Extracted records
====
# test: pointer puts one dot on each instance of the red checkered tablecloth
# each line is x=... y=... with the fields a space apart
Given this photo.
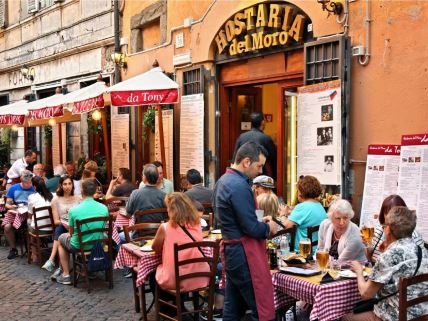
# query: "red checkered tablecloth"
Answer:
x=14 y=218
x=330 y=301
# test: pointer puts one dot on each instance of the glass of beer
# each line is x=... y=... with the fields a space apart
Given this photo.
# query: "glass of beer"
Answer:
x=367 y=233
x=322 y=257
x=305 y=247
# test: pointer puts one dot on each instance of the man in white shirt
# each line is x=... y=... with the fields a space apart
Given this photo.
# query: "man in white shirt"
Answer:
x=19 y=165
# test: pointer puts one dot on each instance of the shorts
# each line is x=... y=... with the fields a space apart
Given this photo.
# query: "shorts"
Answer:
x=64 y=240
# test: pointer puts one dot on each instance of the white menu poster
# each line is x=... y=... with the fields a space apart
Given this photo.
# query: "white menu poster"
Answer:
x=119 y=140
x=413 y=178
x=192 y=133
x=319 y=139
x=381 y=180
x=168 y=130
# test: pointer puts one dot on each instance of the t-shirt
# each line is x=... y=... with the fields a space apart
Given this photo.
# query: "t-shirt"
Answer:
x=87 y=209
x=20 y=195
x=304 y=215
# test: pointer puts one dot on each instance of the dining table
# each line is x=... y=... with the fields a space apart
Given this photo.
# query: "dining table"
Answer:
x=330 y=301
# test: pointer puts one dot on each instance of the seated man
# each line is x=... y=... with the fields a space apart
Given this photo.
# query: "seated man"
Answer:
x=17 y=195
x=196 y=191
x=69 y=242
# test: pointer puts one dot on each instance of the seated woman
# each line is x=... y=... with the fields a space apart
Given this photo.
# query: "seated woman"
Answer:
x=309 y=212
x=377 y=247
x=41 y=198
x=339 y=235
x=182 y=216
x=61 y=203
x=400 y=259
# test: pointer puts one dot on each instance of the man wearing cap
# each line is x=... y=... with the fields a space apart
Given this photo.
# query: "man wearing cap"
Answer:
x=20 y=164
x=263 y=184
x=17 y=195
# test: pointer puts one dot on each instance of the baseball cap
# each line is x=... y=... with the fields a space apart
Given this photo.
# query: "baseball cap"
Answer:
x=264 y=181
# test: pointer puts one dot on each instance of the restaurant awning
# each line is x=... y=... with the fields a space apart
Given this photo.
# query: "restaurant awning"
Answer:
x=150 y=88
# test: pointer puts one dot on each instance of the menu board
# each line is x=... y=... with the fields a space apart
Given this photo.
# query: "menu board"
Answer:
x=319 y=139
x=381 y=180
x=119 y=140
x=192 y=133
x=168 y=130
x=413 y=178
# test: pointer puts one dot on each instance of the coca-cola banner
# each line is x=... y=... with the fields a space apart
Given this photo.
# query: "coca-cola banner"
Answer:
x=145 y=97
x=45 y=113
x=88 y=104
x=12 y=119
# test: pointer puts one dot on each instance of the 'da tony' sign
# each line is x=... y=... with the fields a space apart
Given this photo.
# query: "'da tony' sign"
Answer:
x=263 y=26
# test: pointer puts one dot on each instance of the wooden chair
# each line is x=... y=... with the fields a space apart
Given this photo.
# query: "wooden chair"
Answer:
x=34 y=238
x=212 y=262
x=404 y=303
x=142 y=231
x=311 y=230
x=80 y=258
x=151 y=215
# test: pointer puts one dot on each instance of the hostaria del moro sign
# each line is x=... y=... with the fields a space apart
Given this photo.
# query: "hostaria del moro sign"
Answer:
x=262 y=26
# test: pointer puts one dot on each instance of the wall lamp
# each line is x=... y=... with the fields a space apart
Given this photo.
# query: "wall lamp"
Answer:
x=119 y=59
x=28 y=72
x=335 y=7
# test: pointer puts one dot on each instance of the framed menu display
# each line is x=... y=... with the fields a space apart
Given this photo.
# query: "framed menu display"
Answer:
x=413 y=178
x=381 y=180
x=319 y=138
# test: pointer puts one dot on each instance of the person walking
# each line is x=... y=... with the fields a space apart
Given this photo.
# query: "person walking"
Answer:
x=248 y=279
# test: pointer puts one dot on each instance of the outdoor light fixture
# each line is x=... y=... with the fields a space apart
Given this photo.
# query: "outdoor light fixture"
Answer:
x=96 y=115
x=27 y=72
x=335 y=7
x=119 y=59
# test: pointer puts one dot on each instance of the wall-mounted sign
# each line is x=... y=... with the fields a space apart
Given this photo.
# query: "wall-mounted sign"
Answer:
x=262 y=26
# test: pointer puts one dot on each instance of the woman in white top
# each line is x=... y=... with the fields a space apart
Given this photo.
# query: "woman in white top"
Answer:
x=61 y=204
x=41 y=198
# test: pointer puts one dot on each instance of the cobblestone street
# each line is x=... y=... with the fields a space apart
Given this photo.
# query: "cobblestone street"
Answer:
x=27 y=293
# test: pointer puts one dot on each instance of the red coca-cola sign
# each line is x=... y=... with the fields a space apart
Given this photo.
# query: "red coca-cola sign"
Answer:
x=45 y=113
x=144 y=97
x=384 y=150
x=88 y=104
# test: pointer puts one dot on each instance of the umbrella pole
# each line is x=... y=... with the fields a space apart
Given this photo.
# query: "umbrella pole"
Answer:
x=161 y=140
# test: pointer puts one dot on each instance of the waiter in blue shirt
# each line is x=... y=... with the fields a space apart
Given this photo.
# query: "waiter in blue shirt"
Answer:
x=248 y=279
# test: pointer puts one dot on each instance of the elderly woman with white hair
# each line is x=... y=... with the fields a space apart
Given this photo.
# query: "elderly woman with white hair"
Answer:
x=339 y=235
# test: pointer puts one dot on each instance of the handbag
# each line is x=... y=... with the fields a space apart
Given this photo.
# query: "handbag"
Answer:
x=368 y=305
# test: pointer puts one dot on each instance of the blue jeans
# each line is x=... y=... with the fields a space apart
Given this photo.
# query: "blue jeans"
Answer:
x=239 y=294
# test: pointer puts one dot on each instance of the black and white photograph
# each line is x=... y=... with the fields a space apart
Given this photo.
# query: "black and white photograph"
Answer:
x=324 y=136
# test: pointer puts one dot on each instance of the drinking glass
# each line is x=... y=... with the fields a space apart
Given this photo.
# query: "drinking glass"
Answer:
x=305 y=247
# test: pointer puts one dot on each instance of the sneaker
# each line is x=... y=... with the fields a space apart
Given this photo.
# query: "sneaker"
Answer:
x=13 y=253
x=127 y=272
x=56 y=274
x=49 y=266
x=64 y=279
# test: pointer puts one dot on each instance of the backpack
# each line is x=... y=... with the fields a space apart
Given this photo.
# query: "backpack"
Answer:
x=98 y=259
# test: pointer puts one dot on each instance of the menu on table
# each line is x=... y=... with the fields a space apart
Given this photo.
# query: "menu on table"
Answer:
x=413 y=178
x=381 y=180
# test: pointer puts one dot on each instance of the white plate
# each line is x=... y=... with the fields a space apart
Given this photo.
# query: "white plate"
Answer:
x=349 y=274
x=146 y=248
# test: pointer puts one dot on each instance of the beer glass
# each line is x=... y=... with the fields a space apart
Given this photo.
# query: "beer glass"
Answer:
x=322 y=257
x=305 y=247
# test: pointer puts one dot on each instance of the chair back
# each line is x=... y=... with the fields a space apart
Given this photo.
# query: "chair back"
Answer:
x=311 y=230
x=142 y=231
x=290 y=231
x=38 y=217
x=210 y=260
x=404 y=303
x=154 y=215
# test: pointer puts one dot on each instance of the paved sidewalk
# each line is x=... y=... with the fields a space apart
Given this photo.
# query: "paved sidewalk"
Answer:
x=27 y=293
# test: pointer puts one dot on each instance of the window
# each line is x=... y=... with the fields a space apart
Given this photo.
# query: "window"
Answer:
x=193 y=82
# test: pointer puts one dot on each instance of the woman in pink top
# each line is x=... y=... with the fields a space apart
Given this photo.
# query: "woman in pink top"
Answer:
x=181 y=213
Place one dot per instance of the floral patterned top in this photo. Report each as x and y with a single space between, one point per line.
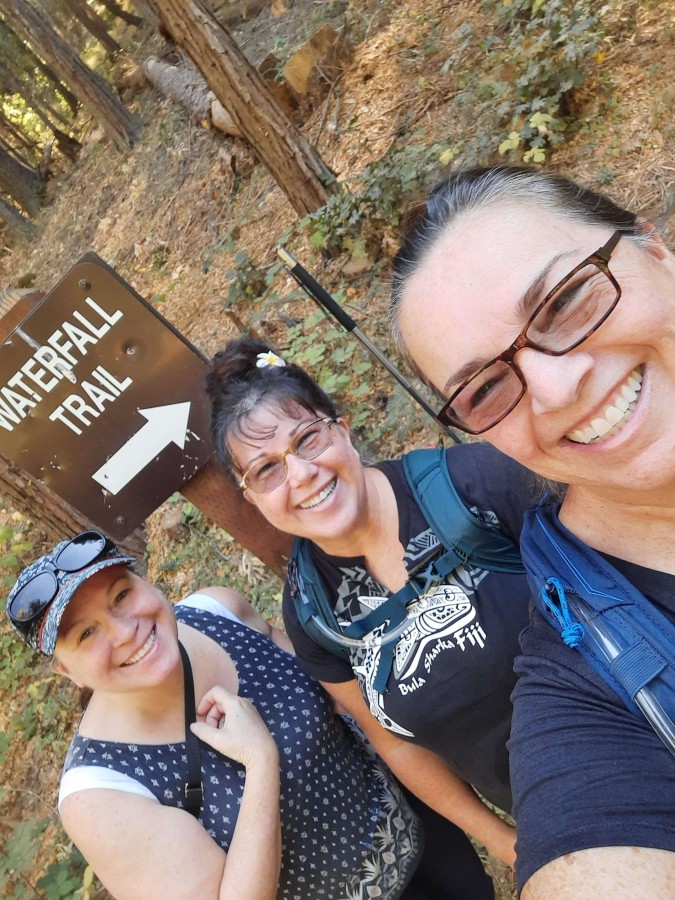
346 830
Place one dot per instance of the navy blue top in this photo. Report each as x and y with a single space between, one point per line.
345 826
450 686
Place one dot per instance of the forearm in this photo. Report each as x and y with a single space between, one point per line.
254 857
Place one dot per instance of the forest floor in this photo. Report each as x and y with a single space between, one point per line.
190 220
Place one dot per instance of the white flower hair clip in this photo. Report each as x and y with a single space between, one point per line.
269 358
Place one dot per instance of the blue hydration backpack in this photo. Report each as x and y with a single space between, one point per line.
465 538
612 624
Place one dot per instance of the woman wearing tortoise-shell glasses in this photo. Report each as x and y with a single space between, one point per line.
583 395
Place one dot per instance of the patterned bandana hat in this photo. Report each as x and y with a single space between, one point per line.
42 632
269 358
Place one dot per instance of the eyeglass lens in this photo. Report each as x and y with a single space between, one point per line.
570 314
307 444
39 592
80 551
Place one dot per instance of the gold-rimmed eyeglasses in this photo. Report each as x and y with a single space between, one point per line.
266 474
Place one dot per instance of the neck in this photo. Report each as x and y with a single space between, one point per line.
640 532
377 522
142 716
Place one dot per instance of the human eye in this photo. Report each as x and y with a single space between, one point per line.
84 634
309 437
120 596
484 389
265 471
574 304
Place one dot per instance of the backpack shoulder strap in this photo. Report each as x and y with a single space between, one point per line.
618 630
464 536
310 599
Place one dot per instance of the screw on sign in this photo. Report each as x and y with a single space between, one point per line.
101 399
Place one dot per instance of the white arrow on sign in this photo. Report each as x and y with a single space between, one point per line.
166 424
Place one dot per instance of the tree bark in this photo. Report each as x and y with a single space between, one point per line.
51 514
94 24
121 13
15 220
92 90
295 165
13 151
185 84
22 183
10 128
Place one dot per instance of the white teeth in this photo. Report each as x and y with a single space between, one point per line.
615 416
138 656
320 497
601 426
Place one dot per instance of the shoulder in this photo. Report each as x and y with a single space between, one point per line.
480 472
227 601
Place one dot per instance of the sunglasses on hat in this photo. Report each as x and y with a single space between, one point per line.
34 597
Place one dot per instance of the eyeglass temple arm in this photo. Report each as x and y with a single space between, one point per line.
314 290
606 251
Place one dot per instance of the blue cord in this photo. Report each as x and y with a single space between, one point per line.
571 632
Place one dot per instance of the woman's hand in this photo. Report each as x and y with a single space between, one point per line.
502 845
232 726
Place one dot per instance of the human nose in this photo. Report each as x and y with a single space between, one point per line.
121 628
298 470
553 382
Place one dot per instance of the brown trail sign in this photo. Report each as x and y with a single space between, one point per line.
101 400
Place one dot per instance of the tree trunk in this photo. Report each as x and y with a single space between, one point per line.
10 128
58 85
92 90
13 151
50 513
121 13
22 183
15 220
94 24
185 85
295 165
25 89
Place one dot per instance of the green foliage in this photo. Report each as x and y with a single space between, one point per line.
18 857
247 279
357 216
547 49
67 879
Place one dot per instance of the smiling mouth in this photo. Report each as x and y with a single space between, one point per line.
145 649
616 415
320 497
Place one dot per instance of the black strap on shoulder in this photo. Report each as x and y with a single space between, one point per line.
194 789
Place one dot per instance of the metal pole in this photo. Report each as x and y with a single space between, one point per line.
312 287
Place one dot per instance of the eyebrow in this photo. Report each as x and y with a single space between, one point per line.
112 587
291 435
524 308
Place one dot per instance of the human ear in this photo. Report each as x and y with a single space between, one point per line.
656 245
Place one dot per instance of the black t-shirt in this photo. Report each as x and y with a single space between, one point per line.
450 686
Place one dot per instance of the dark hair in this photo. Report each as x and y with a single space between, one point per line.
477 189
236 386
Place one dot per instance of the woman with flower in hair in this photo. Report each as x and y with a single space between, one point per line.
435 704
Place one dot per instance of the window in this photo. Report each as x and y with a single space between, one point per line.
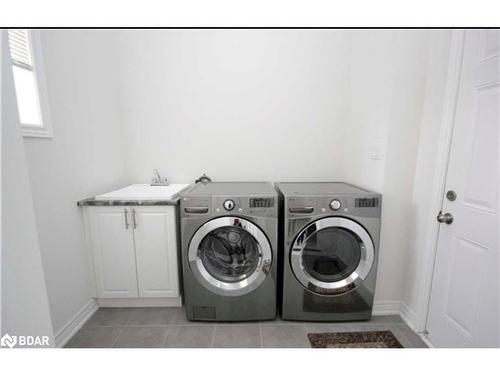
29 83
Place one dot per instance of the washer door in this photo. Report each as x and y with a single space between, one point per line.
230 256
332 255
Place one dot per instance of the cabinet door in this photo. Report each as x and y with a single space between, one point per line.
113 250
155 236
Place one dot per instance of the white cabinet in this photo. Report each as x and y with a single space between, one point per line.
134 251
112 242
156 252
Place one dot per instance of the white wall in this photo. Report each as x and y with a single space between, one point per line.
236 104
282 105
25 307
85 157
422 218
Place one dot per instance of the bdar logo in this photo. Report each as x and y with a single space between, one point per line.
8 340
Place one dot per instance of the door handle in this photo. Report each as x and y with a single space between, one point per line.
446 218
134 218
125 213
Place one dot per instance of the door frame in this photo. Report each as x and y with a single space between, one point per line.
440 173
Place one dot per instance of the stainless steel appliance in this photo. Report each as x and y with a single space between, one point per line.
====
== Your assignment ==
Leaving every picture behind, retype the entries above exactly, from the first line through the line with "the glass of beer", and stop there.

== Result of this task ==
# test: pointer puts one dot on each instance of the red checkered tablecloth
# each line is x=... y=... with the fields a space apart
Given this photo.
# query: "red checkered tablecloth"
Answer:
x=14 y=218
x=330 y=301
# test: pointer puts one dot on each instance of the glass of beer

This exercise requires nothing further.